Your task –
Could you rewrite the material below with each "front tire" changed to "front wheel", keeping everything else identical and omitting the pictures?

Material to process –
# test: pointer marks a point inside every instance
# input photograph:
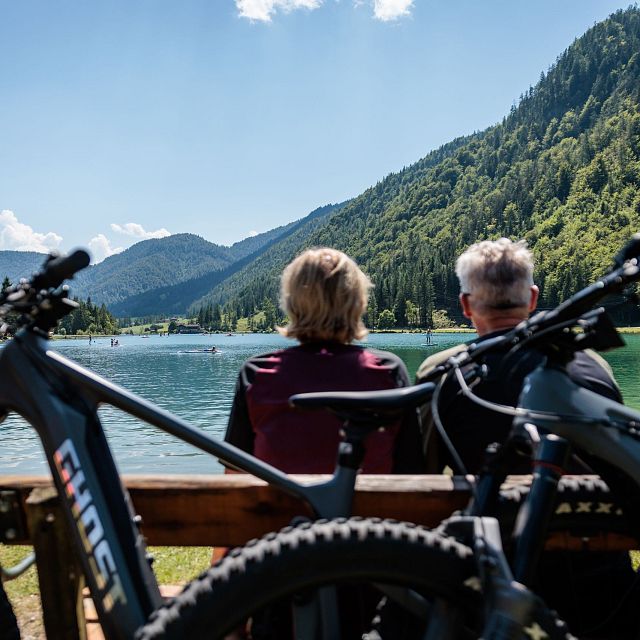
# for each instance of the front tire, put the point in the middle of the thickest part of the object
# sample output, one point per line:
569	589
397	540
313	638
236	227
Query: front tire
337	552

Task output –
# test: pointer marks a point inside every instance
# input photograph:
# for each instance of the front wheel, put the point in the middle of the thickest part of the object
# sample output, one point per line:
569	589
397	540
313	638
236	227
Query: front wheel
337	552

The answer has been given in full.